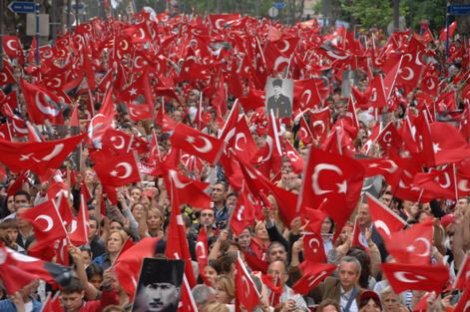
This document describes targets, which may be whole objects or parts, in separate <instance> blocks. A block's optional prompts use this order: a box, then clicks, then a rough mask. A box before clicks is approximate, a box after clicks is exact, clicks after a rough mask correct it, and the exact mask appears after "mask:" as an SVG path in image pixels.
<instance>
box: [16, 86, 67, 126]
mask: <svg viewBox="0 0 470 312" xmlns="http://www.w3.org/2000/svg"><path fill="white" fill-rule="evenodd" d="M21 88H22V90H23V95H24V100H25V102H26V105H27V108H28V115H29V117H30V118H31V120H32V121H33V122H34V123H36V124H44V122H45V121H46V120H49V121H50V122H51V123H53V124H63V123H64V117H63V116H62V108H61V104H62V105H63V103H62V102H63V101H62V100H61V99H60V98H59V97H58V96H57V95H55V94H54V93H52V92H50V91H49V90H47V89H46V88H44V87H41V86H38V85H33V84H30V83H28V82H26V81H25V80H21Z"/></svg>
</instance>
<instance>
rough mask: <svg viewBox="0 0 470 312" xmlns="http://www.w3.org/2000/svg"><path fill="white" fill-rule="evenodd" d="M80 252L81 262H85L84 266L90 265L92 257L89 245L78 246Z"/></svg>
mask: <svg viewBox="0 0 470 312" xmlns="http://www.w3.org/2000/svg"><path fill="white" fill-rule="evenodd" d="M80 253H81V254H82V259H83V263H84V264H85V266H88V265H90V263H91V258H92V254H91V248H90V246H88V245H83V246H80Z"/></svg>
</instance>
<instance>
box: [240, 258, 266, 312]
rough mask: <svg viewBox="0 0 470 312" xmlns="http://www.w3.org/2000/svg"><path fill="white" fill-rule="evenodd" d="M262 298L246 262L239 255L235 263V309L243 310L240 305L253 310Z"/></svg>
mask: <svg viewBox="0 0 470 312" xmlns="http://www.w3.org/2000/svg"><path fill="white" fill-rule="evenodd" d="M260 298H261V295H260V293H259V292H258V289H257V288H256V285H255V283H254V282H253V280H252V279H251V276H250V274H249V273H248V270H247V269H246V267H245V264H244V263H243V261H242V259H241V258H240V257H238V258H237V262H236V263H235V309H236V310H237V311H241V309H240V307H243V308H244V309H245V310H247V311H253V310H254V309H255V308H256V306H257V305H258V304H259V303H260Z"/></svg>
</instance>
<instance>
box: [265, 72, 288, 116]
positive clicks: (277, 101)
mask: <svg viewBox="0 0 470 312" xmlns="http://www.w3.org/2000/svg"><path fill="white" fill-rule="evenodd" d="M293 93H294V82H293V80H292V79H279V78H268V81H267V83H266V113H267V115H268V116H269V115H270V114H271V111H273V113H274V116H275V117H277V118H290V117H291V115H292V98H293Z"/></svg>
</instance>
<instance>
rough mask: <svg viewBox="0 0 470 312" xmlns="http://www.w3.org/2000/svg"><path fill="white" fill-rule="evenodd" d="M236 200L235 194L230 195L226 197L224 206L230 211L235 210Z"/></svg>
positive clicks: (231, 193)
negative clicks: (228, 209) (224, 204)
mask: <svg viewBox="0 0 470 312" xmlns="http://www.w3.org/2000/svg"><path fill="white" fill-rule="evenodd" d="M237 199H238V195H237V193H230V194H228V195H227V200H226V202H225V205H226V206H227V208H228V209H229V210H230V211H233V210H234V209H235V206H236V205H237Z"/></svg>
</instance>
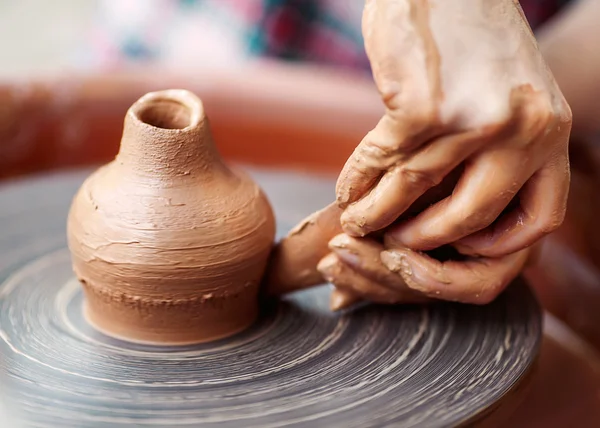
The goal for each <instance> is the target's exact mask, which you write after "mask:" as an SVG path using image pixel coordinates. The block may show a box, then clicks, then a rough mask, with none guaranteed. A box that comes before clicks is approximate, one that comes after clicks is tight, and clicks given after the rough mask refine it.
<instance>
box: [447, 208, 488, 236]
mask: <svg viewBox="0 0 600 428" xmlns="http://www.w3.org/2000/svg"><path fill="white" fill-rule="evenodd" d="M454 218H456V222H455V226H454V227H455V230H456V231H457V233H459V234H460V235H461V236H466V235H470V234H471V233H474V232H477V231H479V230H481V229H483V228H484V227H486V226H488V225H490V224H492V223H493V222H494V220H496V218H497V213H496V212H495V210H492V209H489V208H488V207H483V209H479V208H478V207H469V208H467V209H463V210H462V211H461V212H460V213H459V214H458V215H456V216H454Z"/></svg>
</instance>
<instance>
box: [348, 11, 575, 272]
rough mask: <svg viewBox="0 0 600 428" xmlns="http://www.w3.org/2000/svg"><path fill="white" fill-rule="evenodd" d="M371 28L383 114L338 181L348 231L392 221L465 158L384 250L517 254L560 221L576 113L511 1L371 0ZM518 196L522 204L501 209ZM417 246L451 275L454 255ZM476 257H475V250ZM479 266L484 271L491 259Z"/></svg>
mask: <svg viewBox="0 0 600 428" xmlns="http://www.w3.org/2000/svg"><path fill="white" fill-rule="evenodd" d="M363 34H364V37H365V45H366V50H367V53H368V55H369V58H370V61H371V65H372V69H373V75H374V78H375V82H376V84H377V87H378V89H379V91H380V93H381V96H382V98H383V101H384V103H385V107H386V111H385V115H384V116H383V117H382V119H381V120H380V121H379V123H378V124H377V126H376V127H375V128H374V129H373V130H372V131H371V132H369V133H368V134H367V135H366V137H365V138H364V139H363V141H362V142H361V143H360V145H359V146H358V147H357V148H356V150H355V151H354V153H353V154H352V156H351V157H350V158H349V160H348V161H347V163H346V165H345V167H344V169H343V171H342V173H341V175H340V177H339V180H338V183H337V200H338V203H339V204H340V205H341V207H342V208H344V210H345V211H344V213H343V215H342V226H343V229H344V231H345V233H347V234H348V235H351V236H357V237H358V236H366V235H367V234H369V233H370V232H373V231H377V230H381V229H383V228H386V227H388V226H390V225H392V223H394V222H395V220H396V219H397V218H398V217H399V216H400V215H401V214H402V213H403V212H404V211H405V210H406V209H407V208H408V207H409V206H410V205H411V204H412V203H413V202H414V201H415V200H416V199H417V198H418V197H419V196H420V195H421V194H423V193H424V192H425V191H426V190H427V189H429V188H431V187H433V186H435V185H436V184H437V183H439V182H440V181H441V180H442V179H443V178H444V177H445V176H446V175H447V174H448V173H449V172H450V171H452V170H453V169H454V168H455V167H457V166H458V165H464V172H463V174H462V176H461V178H460V180H459V181H458V183H457V185H456V187H455V189H454V192H453V193H452V194H451V195H450V196H449V197H447V198H445V199H443V200H442V201H440V202H438V203H436V204H434V205H432V206H431V207H429V208H427V209H425V210H424V211H423V212H421V213H420V214H419V215H417V216H416V217H414V218H411V219H410V220H408V221H405V222H402V223H400V224H396V225H393V226H392V227H391V228H390V229H388V232H387V238H386V242H387V244H388V248H393V247H397V248H411V249H413V250H423V251H425V250H430V249H434V248H438V247H440V246H442V245H445V244H449V243H455V247H456V248H458V249H460V251H461V252H462V253H464V254H471V255H481V256H488V257H501V256H509V255H510V254H513V253H514V255H512V256H509V257H508V258H507V259H499V260H498V261H492V260H488V259H485V260H486V261H485V262H484V263H485V264H486V265H485V266H486V269H487V268H489V269H492V268H494V266H496V263H516V264H518V263H519V260H521V259H523V258H524V256H523V253H519V251H521V250H523V249H525V248H527V247H529V246H530V245H532V244H533V243H535V242H536V241H538V240H539V239H540V238H541V237H542V236H544V235H546V234H548V233H549V232H551V231H553V230H554V229H556V228H557V227H558V226H559V225H560V224H561V222H562V220H563V217H564V213H565V207H566V200H567V193H568V188H569V161H568V153H567V151H568V138H569V133H570V128H571V112H570V109H569V106H568V104H567V103H566V101H565V99H564V97H563V95H562V93H561V91H560V89H559V88H558V86H557V84H556V83H555V81H554V78H553V77H552V74H551V73H550V71H549V70H548V68H547V66H546V64H545V62H544V60H543V58H542V56H541V54H540V53H539V51H538V48H537V44H536V41H535V39H534V37H533V34H532V33H531V30H530V28H529V26H528V24H527V22H526V20H525V18H524V16H523V14H522V11H521V9H520V6H519V4H518V2H517V1H515V0H443V1H442V0H368V1H367V2H366V5H365V9H364V15H363ZM515 195H517V196H518V202H519V204H517V207H516V208H515V209H513V210H505V208H506V207H507V205H508V204H509V202H511V200H512V199H513V198H514V197H515ZM406 254H408V253H406V252H405V250H399V252H398V253H397V254H395V255H394V257H396V258H397V259H398V263H399V264H398V266H399V269H400V266H401V261H402V260H403V259H405V258H406V257H411V258H414V263H415V264H414V268H413V274H412V275H414V276H416V275H421V271H422V269H425V267H426V266H429V267H430V268H431V269H432V272H437V273H438V280H439V281H440V282H441V283H443V282H444V281H447V280H448V278H450V277H451V276H452V275H454V274H453V270H452V267H451V265H448V266H446V265H444V264H441V265H436V264H434V265H429V264H428V263H429V262H426V261H424V260H422V259H420V258H419V257H418V256H417V255H416V254H418V253H414V254H413V253H410V254H412V255H410V256H408V255H406ZM474 263H478V262H474ZM475 266H478V267H481V268H482V269H483V270H482V272H484V271H485V269H484V268H483V266H480V265H474V267H475Z"/></svg>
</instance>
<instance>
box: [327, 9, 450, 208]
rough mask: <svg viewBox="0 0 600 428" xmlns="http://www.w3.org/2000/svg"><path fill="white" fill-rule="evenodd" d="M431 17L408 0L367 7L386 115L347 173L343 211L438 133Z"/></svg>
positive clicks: (356, 155) (342, 184) (361, 143)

____________________

▸ **Deine Aufgabe**:
Suche aus den Daten oben jede Zeile heraus, in der das Wort „after“ vorkommt, und gib sie unverändert wieder.

▸ **Erwartete Ausgabe**:
This document describes targets, which may be whole objects or parts, in separate <instance> blocks. A block's optional prompts use this order: a box, then clicks, then a rough mask. A box before clicks is approximate, a box after clicks is exact, clicks after a rough mask correct it, and the exact mask appears after "mask:" as an SVG path in image pixels.
The goal for each <instance> is the target's exact mask, which you write after "mask:" as an SVG path using image pixel coordinates. The block may show a box, then clicks, then a rough mask, with none guaranteed. A box that comes before clicks is approximate, one that comes after clicks is tight, and clicks given after the rough mask refine it.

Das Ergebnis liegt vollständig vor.